• **Problem details**
Reproduce the listing below word for word, from its first line down to and including the line that contains "(550, 1249)". Leave out the pictures.

• **Recorded data**
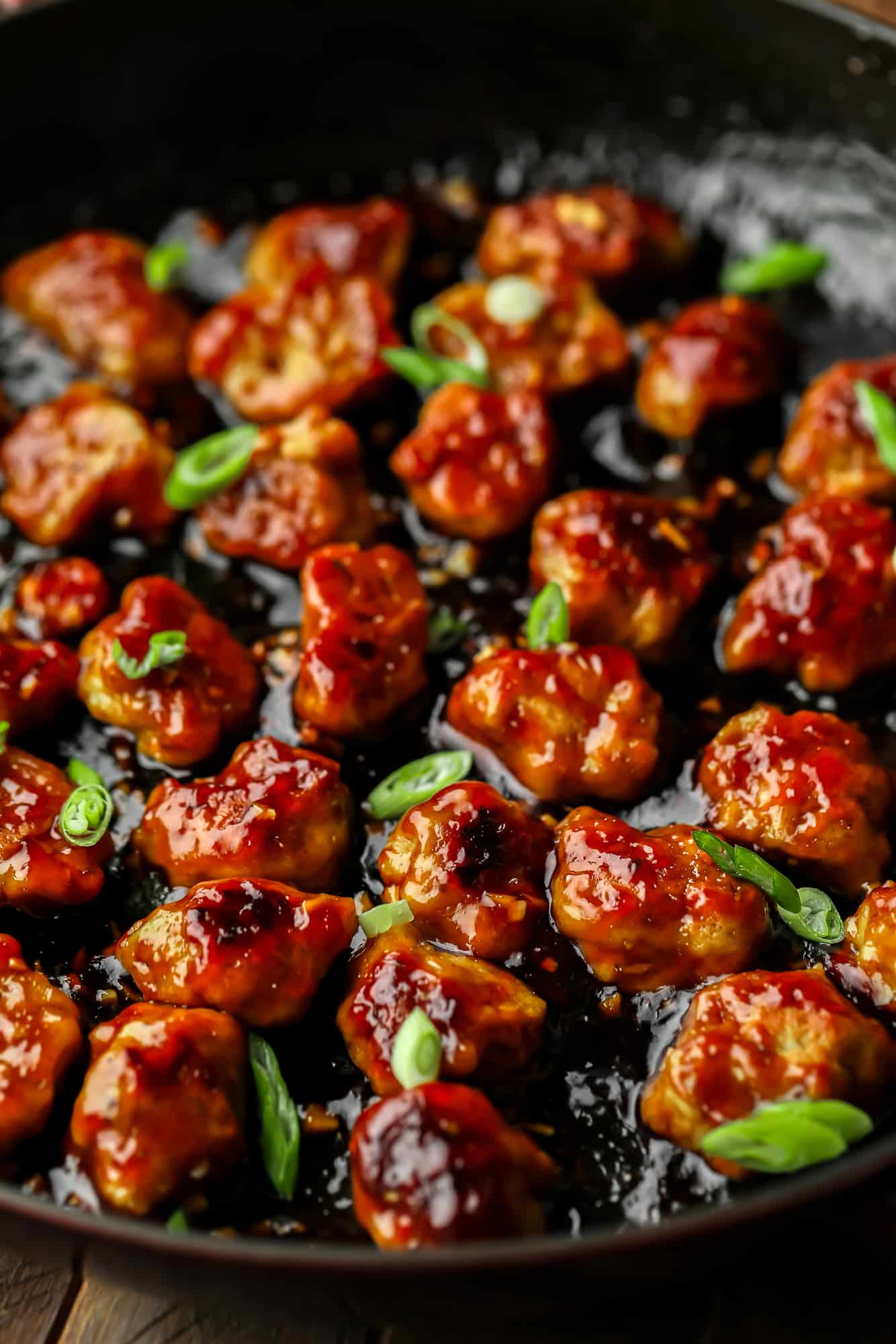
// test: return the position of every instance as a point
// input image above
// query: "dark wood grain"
(104, 1313)
(34, 1300)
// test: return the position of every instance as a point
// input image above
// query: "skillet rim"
(550, 1249)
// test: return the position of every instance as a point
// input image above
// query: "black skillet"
(742, 116)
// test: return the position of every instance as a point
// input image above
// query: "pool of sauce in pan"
(580, 1097)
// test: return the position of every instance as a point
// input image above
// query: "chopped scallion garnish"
(382, 918)
(166, 648)
(417, 781)
(549, 620)
(212, 465)
(780, 267)
(417, 1051)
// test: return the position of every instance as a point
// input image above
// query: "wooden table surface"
(41, 1305)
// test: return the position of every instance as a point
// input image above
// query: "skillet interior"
(741, 120)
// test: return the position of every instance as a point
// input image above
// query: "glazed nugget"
(823, 604)
(601, 232)
(631, 566)
(276, 351)
(718, 354)
(565, 721)
(490, 1023)
(40, 1042)
(365, 637)
(84, 463)
(161, 1113)
(367, 240)
(651, 909)
(303, 488)
(275, 812)
(41, 871)
(764, 1036)
(576, 339)
(471, 866)
(255, 949)
(867, 957)
(179, 713)
(801, 787)
(830, 448)
(62, 597)
(37, 680)
(478, 464)
(439, 1164)
(88, 292)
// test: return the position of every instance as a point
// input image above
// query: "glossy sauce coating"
(651, 909)
(471, 866)
(275, 812)
(765, 1036)
(631, 566)
(275, 351)
(365, 636)
(602, 232)
(801, 787)
(161, 1113)
(61, 597)
(830, 448)
(255, 949)
(867, 957)
(717, 354)
(87, 461)
(566, 721)
(574, 342)
(478, 464)
(367, 240)
(88, 292)
(40, 1042)
(439, 1164)
(37, 680)
(490, 1022)
(41, 871)
(303, 488)
(823, 604)
(179, 713)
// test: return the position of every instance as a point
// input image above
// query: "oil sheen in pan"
(581, 1094)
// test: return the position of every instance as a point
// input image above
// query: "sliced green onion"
(851, 1122)
(807, 910)
(515, 299)
(165, 263)
(447, 631)
(427, 373)
(280, 1128)
(81, 773)
(166, 647)
(87, 813)
(780, 267)
(382, 918)
(417, 781)
(777, 885)
(210, 465)
(428, 316)
(417, 1051)
(788, 1136)
(719, 851)
(549, 619)
(817, 918)
(879, 416)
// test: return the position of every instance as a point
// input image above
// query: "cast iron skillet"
(738, 115)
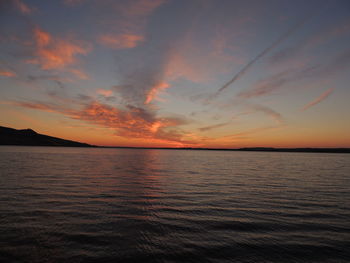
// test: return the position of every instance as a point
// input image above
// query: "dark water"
(125, 205)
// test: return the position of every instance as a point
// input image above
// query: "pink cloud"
(121, 41)
(22, 7)
(6, 73)
(55, 53)
(153, 92)
(104, 92)
(320, 98)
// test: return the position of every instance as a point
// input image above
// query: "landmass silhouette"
(28, 137)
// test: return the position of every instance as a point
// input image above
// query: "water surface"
(138, 205)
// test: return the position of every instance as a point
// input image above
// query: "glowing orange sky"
(166, 73)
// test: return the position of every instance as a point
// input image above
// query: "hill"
(9, 136)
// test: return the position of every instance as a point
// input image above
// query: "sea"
(62, 204)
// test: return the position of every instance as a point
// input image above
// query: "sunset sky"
(178, 73)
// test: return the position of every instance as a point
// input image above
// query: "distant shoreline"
(259, 149)
(28, 137)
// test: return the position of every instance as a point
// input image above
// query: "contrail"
(263, 53)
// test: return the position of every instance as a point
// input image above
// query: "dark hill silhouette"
(9, 136)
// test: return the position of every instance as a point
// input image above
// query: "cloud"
(262, 54)
(141, 7)
(121, 41)
(7, 73)
(105, 93)
(129, 122)
(269, 112)
(320, 98)
(22, 7)
(336, 65)
(325, 34)
(73, 2)
(55, 53)
(211, 127)
(153, 92)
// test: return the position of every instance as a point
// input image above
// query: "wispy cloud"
(22, 7)
(121, 41)
(211, 127)
(56, 53)
(153, 92)
(262, 54)
(320, 98)
(128, 122)
(7, 73)
(105, 93)
(267, 86)
(325, 34)
(269, 112)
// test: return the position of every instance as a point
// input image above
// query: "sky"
(178, 73)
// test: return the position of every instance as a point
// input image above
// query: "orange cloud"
(22, 7)
(6, 73)
(132, 123)
(152, 93)
(322, 97)
(141, 7)
(121, 41)
(104, 92)
(55, 53)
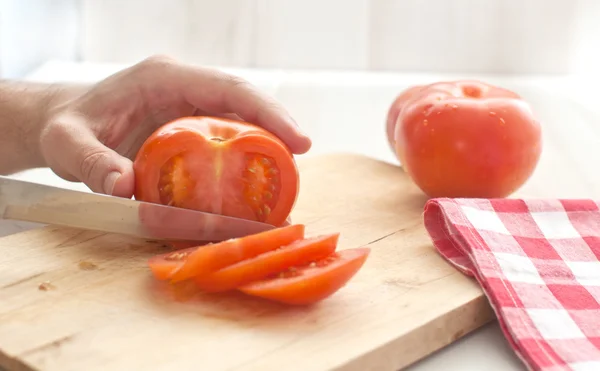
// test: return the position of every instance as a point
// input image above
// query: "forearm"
(24, 109)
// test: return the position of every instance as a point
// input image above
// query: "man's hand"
(93, 134)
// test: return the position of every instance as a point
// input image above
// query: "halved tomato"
(207, 259)
(220, 166)
(297, 253)
(310, 283)
(163, 265)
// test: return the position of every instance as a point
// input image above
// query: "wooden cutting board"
(76, 300)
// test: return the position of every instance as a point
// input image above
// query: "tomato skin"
(395, 109)
(297, 253)
(309, 284)
(220, 166)
(468, 139)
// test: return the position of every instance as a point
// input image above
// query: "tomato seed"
(266, 209)
(176, 256)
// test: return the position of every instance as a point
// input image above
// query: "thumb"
(77, 151)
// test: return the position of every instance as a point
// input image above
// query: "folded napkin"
(538, 262)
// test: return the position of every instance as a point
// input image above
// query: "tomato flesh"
(163, 265)
(207, 259)
(219, 166)
(297, 253)
(310, 283)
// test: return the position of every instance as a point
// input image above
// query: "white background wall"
(506, 36)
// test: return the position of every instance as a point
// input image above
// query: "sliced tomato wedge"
(312, 282)
(163, 265)
(207, 259)
(297, 253)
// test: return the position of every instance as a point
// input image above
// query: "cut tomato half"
(312, 282)
(207, 259)
(220, 166)
(163, 265)
(297, 253)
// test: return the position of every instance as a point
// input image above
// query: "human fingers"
(211, 90)
(69, 144)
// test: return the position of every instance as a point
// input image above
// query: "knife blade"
(35, 202)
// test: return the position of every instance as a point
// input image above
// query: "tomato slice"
(312, 282)
(220, 166)
(207, 259)
(297, 253)
(163, 265)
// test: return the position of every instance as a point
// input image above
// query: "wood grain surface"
(79, 300)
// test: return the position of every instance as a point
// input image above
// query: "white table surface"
(345, 111)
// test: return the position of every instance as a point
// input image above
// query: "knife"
(34, 202)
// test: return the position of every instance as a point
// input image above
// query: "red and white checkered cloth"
(538, 262)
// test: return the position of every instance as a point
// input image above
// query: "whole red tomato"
(394, 111)
(467, 139)
(218, 165)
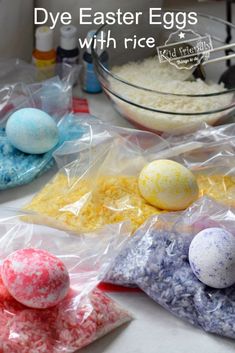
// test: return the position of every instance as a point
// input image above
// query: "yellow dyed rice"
(114, 199)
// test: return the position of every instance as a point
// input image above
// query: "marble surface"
(153, 330)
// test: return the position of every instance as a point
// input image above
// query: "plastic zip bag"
(85, 314)
(99, 185)
(54, 97)
(18, 168)
(156, 260)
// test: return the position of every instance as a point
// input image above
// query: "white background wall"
(73, 6)
(16, 17)
(16, 28)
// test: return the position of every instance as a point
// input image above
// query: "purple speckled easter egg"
(212, 257)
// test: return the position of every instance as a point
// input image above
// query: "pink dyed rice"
(65, 328)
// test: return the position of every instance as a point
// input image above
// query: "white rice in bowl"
(152, 75)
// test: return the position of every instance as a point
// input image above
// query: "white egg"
(168, 185)
(212, 257)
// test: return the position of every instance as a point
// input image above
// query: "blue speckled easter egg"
(212, 257)
(32, 131)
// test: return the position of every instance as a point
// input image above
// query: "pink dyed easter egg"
(35, 278)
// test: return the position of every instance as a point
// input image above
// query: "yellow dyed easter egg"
(168, 185)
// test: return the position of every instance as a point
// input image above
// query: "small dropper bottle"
(44, 55)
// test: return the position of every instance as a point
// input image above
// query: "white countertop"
(154, 330)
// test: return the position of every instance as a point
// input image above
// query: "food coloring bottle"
(68, 52)
(44, 55)
(90, 82)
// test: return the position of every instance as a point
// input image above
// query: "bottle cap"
(98, 46)
(68, 38)
(44, 38)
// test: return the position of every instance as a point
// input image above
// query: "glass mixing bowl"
(171, 106)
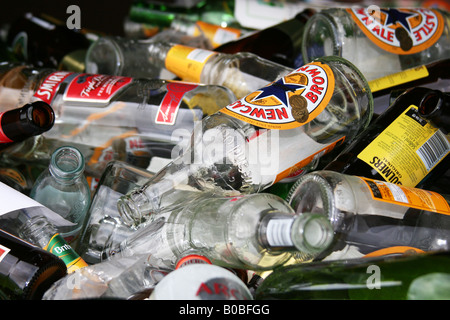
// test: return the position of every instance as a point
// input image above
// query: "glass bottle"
(103, 226)
(408, 277)
(434, 75)
(242, 72)
(280, 43)
(122, 118)
(200, 282)
(26, 271)
(42, 42)
(64, 189)
(399, 146)
(256, 231)
(379, 41)
(257, 141)
(372, 217)
(29, 220)
(30, 120)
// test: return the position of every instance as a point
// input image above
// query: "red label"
(50, 85)
(94, 87)
(3, 137)
(170, 104)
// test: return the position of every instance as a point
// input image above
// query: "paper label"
(400, 30)
(398, 78)
(168, 109)
(289, 102)
(187, 62)
(406, 196)
(94, 87)
(407, 150)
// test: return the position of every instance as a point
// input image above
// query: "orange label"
(406, 196)
(298, 168)
(187, 62)
(398, 250)
(289, 102)
(398, 30)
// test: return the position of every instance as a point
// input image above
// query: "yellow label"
(398, 78)
(187, 62)
(407, 196)
(289, 102)
(407, 150)
(400, 30)
(216, 34)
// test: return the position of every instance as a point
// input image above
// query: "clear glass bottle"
(236, 150)
(379, 41)
(372, 217)
(257, 232)
(31, 221)
(64, 189)
(103, 226)
(242, 72)
(107, 117)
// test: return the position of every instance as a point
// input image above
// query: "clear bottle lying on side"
(107, 117)
(379, 41)
(242, 72)
(256, 232)
(372, 217)
(271, 134)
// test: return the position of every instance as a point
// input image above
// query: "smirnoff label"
(398, 30)
(84, 87)
(289, 102)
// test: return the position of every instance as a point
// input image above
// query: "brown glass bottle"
(30, 120)
(26, 271)
(435, 75)
(399, 146)
(280, 43)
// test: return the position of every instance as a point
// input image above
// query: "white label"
(279, 232)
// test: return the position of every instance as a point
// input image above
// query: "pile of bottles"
(203, 156)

• **Result below**
// test: return the position of every instance as a point
// input image above
// query: "dark wood grain"
(104, 1313)
(34, 1300)
// test: return the position of every instance as a point
// input image above
// query: "skillet rim"
(550, 1249)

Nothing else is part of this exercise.